> [DOCUMENT EXCERPT]:
== == ==
NASA's slow degeneration continues. It clearly shows how our 'public' systems are collapsing. Two separate trains carrying space shuttle parts from Utah to Florida derailed. One was going only 20 mph and it fell off the tracks, the other was a bridge collapse. This is so stupid. Both happened where the USA is flat as a pancake. While China builds high-tech rail service, ours continues to rot to hell. We waste our wealth rebuilding over and over, Iraq, while the USA falls apart.
A freight train carrying segments of the space shuttle's solid rocket boosters derailed Wednesday after a bridge collapsed, authorities said. Six people aboard the train were reported injured.NASA said it was not immediately known whether the equipment was damaged. But space agency spokesman Allard Beutel in Washington said the accident should not delay any shuttle launches.
The cause of the bridge collapse was under investigation.
For political reasons, they scattered the building of the shuttle all over kingdom come. The savings of the space shuttle via reusable parts became a total farce right off the bat. The logic of present systems whereby the cost and energy used to cart things hither and yon don't matter is a lie. It matters a lot. The fact that the larger space shuttle parts must move by train and that Congress and industry have joined forces in neglecting or actively destroying our rail systems means frequent train accidents like the ones that are plaguing NASA this month.
NASA spokesman Kyle Herring said the segments were not scheduled for use during the next shuttle flight, the liftoff of Atlantis on June 8, but for missions in October and December. NASA's solid rocket boosters and their parts are freely interchangeable.It was the second time in less than a week that the train jumped the tracks while carrying the booster segments across the country from the manufacturer, ATK Launch Systems Group of Promontory, Utah, to Cape Canaveral, Fla., Herring said.
== == ==
> [PROVIDED RECORDS]:

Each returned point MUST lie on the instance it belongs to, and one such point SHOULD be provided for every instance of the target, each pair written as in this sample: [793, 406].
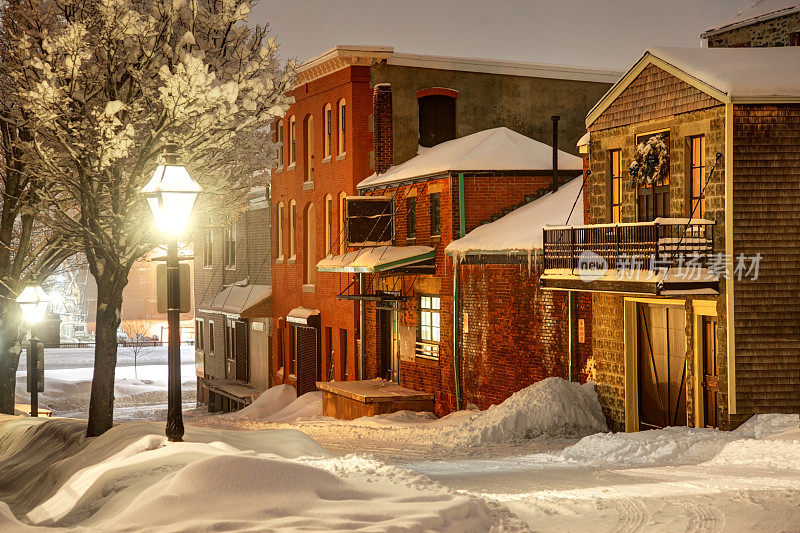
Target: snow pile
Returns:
[269, 403]
[132, 479]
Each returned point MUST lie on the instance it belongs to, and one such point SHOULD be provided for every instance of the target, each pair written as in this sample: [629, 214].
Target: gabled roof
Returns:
[758, 11]
[496, 149]
[522, 229]
[742, 75]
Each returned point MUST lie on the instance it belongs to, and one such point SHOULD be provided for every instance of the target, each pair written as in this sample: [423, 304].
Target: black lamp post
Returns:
[171, 194]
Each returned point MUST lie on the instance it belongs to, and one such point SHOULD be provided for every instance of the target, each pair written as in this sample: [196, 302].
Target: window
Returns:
[411, 217]
[616, 186]
[279, 227]
[342, 127]
[328, 223]
[292, 143]
[437, 119]
[292, 229]
[429, 326]
[280, 143]
[208, 249]
[199, 335]
[342, 220]
[310, 247]
[328, 130]
[697, 168]
[230, 246]
[436, 214]
[309, 142]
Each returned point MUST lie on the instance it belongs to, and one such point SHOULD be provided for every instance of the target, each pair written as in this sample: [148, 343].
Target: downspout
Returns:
[456, 344]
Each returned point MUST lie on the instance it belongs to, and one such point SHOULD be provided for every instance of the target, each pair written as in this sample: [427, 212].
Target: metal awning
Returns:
[377, 259]
[303, 316]
[242, 301]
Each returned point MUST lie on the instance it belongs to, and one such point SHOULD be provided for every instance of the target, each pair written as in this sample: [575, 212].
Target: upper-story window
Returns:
[230, 246]
[436, 214]
[697, 170]
[279, 227]
[280, 142]
[309, 146]
[342, 127]
[328, 130]
[292, 142]
[653, 200]
[437, 118]
[292, 229]
[616, 185]
[208, 249]
[411, 217]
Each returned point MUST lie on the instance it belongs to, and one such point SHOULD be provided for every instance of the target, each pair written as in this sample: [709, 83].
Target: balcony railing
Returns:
[663, 243]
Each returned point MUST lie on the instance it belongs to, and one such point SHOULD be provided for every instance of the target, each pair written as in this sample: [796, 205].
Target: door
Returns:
[307, 359]
[710, 375]
[662, 366]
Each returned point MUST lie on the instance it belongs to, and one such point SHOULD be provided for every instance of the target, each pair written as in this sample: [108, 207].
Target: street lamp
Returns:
[33, 304]
[171, 194]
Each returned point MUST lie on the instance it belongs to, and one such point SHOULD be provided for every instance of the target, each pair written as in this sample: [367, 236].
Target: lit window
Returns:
[328, 129]
[616, 185]
[697, 166]
[342, 127]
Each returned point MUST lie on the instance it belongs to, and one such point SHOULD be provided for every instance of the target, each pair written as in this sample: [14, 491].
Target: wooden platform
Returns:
[224, 395]
[349, 400]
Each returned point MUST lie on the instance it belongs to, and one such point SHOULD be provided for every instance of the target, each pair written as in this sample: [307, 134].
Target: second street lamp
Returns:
[171, 194]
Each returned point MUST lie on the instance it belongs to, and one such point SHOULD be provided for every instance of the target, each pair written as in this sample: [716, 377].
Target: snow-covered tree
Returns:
[106, 84]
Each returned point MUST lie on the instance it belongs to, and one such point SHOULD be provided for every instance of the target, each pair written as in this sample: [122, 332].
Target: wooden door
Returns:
[662, 366]
[307, 357]
[710, 375]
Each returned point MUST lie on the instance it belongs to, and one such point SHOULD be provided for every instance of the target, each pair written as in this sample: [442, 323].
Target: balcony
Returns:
[668, 256]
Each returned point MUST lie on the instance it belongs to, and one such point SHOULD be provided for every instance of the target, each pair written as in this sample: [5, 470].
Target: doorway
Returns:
[661, 335]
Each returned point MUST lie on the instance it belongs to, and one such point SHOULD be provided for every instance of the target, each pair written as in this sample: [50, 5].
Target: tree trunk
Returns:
[11, 337]
[109, 308]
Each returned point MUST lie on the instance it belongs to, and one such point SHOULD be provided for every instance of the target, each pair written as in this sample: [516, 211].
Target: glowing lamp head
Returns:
[171, 194]
[33, 303]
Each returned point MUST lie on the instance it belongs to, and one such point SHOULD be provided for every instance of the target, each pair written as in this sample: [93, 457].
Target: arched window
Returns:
[328, 118]
[342, 127]
[292, 142]
[310, 246]
[342, 220]
[292, 229]
[279, 228]
[437, 116]
[328, 223]
[309, 147]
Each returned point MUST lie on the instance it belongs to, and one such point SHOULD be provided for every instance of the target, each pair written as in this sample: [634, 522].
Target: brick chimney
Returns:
[382, 127]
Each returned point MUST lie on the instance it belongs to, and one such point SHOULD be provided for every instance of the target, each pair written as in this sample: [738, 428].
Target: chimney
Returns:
[555, 119]
[382, 127]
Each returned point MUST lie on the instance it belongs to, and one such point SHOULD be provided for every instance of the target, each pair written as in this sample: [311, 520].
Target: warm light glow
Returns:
[171, 194]
[33, 302]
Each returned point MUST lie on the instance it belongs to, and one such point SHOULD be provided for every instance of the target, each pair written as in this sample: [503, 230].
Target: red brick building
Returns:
[410, 214]
[362, 109]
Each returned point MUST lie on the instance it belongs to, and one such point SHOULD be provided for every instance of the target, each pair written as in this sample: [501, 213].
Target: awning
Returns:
[377, 259]
[302, 316]
[243, 301]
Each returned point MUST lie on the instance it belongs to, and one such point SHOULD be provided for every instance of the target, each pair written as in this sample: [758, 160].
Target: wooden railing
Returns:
[642, 245]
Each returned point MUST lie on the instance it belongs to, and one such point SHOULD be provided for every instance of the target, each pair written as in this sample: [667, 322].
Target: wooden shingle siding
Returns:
[766, 214]
[654, 94]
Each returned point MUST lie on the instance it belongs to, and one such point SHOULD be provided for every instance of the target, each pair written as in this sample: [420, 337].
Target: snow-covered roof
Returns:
[376, 259]
[496, 149]
[521, 230]
[755, 12]
[727, 74]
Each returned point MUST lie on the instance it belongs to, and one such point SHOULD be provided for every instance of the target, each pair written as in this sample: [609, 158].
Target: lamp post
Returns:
[33, 304]
[171, 194]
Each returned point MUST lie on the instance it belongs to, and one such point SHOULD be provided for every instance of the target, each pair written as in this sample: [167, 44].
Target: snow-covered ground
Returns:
[140, 391]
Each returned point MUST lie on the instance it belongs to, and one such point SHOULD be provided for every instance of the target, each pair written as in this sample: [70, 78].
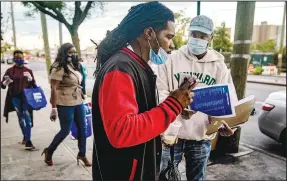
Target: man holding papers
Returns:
[208, 66]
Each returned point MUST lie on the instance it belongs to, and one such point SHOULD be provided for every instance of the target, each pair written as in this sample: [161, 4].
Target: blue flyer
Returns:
[212, 100]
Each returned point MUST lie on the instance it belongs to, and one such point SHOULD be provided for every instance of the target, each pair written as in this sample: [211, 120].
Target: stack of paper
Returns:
[243, 110]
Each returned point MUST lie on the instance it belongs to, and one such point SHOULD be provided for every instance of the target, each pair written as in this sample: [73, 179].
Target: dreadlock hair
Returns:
[62, 59]
[151, 14]
[17, 51]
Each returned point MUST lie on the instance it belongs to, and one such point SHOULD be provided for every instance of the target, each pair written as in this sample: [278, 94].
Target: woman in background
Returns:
[67, 101]
[17, 78]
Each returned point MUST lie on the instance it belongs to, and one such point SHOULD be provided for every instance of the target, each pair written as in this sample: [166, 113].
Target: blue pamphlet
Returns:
[212, 100]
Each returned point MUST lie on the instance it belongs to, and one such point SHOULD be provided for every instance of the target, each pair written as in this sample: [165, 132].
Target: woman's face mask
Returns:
[197, 46]
[160, 57]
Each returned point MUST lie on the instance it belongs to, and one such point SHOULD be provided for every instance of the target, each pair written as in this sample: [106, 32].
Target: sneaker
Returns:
[29, 146]
[23, 142]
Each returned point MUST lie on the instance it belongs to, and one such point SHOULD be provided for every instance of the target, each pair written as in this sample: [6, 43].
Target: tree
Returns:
[221, 40]
[62, 12]
[181, 23]
[275, 59]
[268, 46]
[1, 27]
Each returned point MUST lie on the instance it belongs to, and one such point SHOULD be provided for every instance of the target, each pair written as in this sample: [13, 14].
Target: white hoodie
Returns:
[210, 70]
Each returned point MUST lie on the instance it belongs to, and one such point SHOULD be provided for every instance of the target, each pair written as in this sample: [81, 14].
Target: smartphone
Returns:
[185, 77]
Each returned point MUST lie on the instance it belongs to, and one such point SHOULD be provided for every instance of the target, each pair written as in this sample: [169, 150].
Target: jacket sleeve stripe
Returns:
[123, 124]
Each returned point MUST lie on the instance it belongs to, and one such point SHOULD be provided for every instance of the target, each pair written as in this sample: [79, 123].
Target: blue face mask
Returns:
[19, 62]
[160, 57]
[197, 46]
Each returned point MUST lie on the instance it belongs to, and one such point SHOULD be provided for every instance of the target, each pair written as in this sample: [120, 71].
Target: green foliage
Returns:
[221, 39]
[258, 70]
[268, 46]
[275, 59]
[5, 47]
[71, 14]
[181, 28]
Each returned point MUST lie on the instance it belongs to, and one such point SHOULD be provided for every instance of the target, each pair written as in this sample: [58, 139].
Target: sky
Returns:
[29, 32]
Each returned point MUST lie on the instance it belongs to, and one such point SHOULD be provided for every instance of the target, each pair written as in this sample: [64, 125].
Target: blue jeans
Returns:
[196, 155]
[24, 117]
[68, 114]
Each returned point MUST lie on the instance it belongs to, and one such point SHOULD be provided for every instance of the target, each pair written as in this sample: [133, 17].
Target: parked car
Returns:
[272, 118]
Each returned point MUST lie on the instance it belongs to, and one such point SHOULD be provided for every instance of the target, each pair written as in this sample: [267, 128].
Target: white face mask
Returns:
[197, 46]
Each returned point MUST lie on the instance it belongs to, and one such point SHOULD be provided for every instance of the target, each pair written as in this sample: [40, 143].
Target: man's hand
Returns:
[165, 144]
[183, 94]
[186, 114]
[225, 130]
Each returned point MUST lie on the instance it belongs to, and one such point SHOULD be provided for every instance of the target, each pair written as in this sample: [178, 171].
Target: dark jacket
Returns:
[127, 121]
[16, 87]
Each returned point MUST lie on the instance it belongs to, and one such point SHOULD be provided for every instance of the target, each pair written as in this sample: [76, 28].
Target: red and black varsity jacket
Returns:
[127, 121]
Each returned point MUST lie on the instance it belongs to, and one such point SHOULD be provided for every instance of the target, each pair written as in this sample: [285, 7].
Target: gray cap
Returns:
[201, 23]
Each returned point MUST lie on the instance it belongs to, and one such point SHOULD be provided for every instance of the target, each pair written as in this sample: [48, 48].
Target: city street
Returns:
[250, 134]
[265, 161]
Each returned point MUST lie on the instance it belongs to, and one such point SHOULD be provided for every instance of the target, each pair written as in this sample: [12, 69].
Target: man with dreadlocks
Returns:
[126, 119]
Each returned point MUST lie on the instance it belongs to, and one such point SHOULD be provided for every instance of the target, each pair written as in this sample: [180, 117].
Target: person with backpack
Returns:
[67, 101]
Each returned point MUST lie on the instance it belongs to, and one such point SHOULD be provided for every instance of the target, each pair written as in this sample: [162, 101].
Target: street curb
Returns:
[264, 152]
[267, 83]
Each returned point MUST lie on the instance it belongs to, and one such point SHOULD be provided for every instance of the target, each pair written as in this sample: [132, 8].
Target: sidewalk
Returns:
[19, 164]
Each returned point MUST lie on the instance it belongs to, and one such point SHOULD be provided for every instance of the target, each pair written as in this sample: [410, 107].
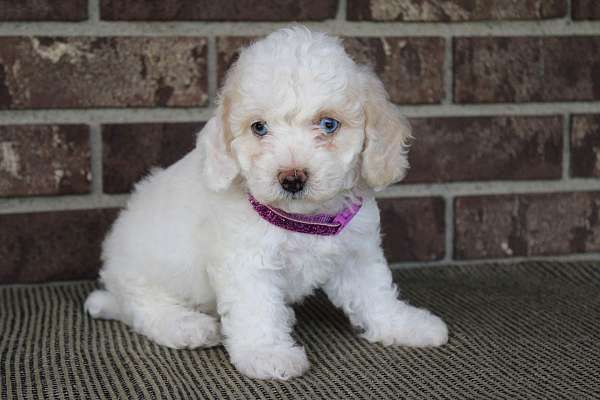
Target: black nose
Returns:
[292, 180]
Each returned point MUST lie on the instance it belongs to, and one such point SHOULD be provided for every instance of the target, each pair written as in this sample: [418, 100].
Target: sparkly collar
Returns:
[318, 224]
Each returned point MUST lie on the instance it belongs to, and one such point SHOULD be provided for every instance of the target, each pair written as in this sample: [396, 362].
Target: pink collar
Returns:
[318, 224]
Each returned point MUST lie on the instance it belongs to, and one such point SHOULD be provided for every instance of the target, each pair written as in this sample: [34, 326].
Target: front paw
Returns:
[271, 362]
[412, 327]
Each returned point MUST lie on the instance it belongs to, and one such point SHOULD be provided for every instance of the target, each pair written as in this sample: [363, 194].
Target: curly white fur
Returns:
[189, 263]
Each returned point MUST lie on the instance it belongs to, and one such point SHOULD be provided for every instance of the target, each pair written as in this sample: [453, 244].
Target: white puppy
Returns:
[216, 247]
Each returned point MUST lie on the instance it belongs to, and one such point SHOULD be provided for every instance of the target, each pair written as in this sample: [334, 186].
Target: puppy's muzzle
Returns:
[292, 180]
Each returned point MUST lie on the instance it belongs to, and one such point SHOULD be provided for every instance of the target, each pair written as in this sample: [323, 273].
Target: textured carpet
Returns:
[520, 331]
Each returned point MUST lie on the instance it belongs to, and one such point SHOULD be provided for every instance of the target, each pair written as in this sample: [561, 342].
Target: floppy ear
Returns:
[219, 167]
[387, 133]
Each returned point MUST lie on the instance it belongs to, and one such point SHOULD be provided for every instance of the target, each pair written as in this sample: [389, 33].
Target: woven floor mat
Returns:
[520, 331]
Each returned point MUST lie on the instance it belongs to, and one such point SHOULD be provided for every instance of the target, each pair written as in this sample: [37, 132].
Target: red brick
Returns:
[49, 246]
[43, 10]
[223, 10]
[228, 50]
[524, 69]
[131, 150]
[585, 145]
[78, 72]
[585, 9]
[527, 225]
[413, 228]
[485, 148]
[410, 68]
[454, 10]
[44, 160]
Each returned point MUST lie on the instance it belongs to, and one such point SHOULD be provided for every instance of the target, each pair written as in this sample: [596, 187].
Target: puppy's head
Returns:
[300, 123]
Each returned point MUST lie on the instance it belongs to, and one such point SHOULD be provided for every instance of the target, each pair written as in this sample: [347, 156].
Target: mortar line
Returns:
[212, 68]
[449, 228]
[448, 73]
[96, 159]
[495, 187]
[558, 27]
[123, 115]
[341, 14]
[566, 153]
[446, 190]
[93, 11]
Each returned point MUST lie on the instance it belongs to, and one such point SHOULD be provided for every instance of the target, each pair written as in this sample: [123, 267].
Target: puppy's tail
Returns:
[102, 304]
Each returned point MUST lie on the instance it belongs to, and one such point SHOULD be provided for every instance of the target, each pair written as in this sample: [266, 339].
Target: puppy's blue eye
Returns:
[259, 128]
[329, 125]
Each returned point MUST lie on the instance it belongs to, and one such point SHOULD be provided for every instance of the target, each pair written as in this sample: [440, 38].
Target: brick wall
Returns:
[504, 97]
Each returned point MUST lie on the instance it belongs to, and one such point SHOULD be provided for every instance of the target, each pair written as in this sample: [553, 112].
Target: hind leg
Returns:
[166, 323]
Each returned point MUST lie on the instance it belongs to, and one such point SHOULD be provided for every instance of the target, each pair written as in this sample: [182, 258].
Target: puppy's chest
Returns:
[308, 261]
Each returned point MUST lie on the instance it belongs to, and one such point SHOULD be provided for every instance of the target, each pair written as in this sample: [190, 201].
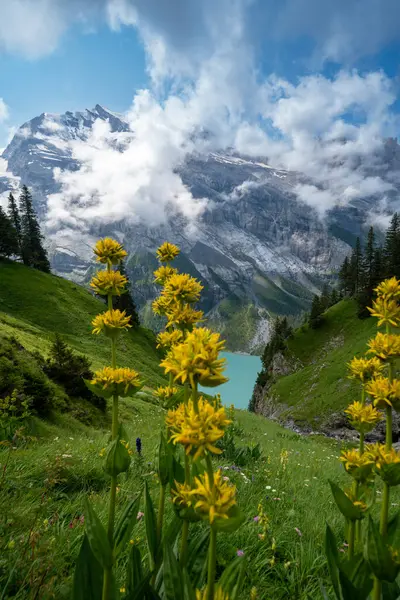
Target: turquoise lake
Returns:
[242, 371]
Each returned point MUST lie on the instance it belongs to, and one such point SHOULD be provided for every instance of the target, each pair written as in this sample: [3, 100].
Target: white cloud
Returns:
[4, 112]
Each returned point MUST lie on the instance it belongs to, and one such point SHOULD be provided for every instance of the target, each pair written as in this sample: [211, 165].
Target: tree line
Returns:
[20, 234]
[362, 271]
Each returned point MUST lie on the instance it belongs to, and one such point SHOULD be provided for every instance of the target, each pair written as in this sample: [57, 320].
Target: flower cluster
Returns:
[109, 251]
[109, 282]
[211, 499]
[197, 359]
[163, 273]
[111, 322]
[197, 430]
[167, 252]
[363, 417]
[118, 381]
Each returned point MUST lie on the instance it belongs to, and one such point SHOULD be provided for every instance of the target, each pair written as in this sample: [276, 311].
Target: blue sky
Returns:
[311, 85]
[97, 54]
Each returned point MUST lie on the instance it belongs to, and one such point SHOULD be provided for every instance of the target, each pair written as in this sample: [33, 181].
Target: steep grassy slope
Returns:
[34, 306]
[320, 386]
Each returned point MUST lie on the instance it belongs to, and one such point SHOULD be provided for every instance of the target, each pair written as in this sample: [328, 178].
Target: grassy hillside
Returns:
[321, 387]
[34, 306]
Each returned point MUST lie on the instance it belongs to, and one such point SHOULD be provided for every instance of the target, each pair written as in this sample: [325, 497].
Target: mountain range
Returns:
[257, 249]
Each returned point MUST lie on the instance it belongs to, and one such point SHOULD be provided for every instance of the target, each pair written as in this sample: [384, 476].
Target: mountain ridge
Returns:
[257, 249]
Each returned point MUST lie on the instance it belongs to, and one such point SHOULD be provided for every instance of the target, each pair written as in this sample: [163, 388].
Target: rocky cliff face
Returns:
[257, 249]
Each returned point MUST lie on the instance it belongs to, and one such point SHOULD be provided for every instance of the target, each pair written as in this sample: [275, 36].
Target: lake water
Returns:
[242, 371]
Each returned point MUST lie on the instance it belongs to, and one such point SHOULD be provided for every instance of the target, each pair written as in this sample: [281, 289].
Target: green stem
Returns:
[352, 531]
[389, 418]
[185, 533]
[113, 490]
[384, 509]
[377, 589]
[212, 556]
[160, 516]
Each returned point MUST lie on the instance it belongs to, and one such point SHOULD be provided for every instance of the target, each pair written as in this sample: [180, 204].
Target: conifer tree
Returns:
[392, 248]
[8, 236]
[33, 252]
[356, 268]
[125, 301]
[345, 277]
[15, 218]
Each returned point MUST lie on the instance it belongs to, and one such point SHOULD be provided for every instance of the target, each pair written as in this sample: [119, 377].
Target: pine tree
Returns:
[33, 253]
[8, 236]
[125, 301]
[345, 277]
[15, 218]
[392, 248]
[356, 268]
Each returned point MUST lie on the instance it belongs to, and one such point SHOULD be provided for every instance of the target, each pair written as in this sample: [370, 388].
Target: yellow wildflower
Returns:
[197, 430]
[380, 389]
[381, 455]
[213, 502]
[110, 322]
[109, 282]
[161, 306]
[390, 288]
[166, 392]
[163, 273]
[123, 382]
[182, 287]
[364, 368]
[182, 495]
[167, 252]
[109, 251]
[357, 465]
[363, 417]
[385, 346]
[183, 317]
[196, 359]
[219, 594]
[387, 463]
[387, 311]
[166, 339]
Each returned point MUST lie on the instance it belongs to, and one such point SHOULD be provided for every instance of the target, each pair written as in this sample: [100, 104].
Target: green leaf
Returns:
[88, 576]
[125, 524]
[390, 591]
[197, 556]
[378, 555]
[173, 587]
[393, 530]
[188, 590]
[150, 523]
[118, 458]
[233, 522]
[177, 473]
[97, 537]
[163, 460]
[333, 560]
[344, 504]
[134, 576]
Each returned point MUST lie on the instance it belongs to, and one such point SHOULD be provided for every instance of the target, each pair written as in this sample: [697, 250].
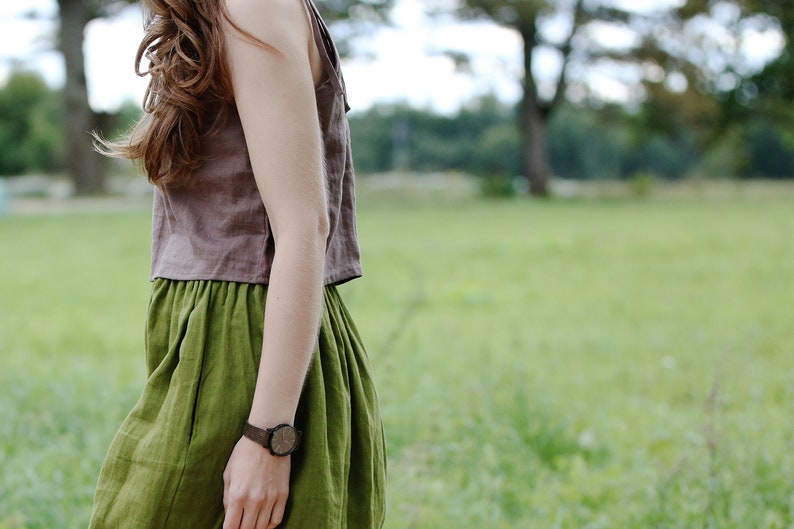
== == ==
Check each statement against the post about the NASA train derailments: (a) six people aboard the freight train were reported injured; (b) the booster segments on the train were meant for the June 8 Atlantis launch; (c) the segments were traveling from Cape Canaveral to Utah. For each, answer yes or no and quote the words from the post that decide it.

(a) Yes: "Six people aboard the train were reported injured."
(b) No: "the segments were not scheduled for use during the next shuttle flight, the liftoff of Atlantis on June 8, but for missions in October and December."
(c) No: "from the manufacturer, ATK Launch Systems Group of Promontory, Utah, to Cape Canaveral, Fla."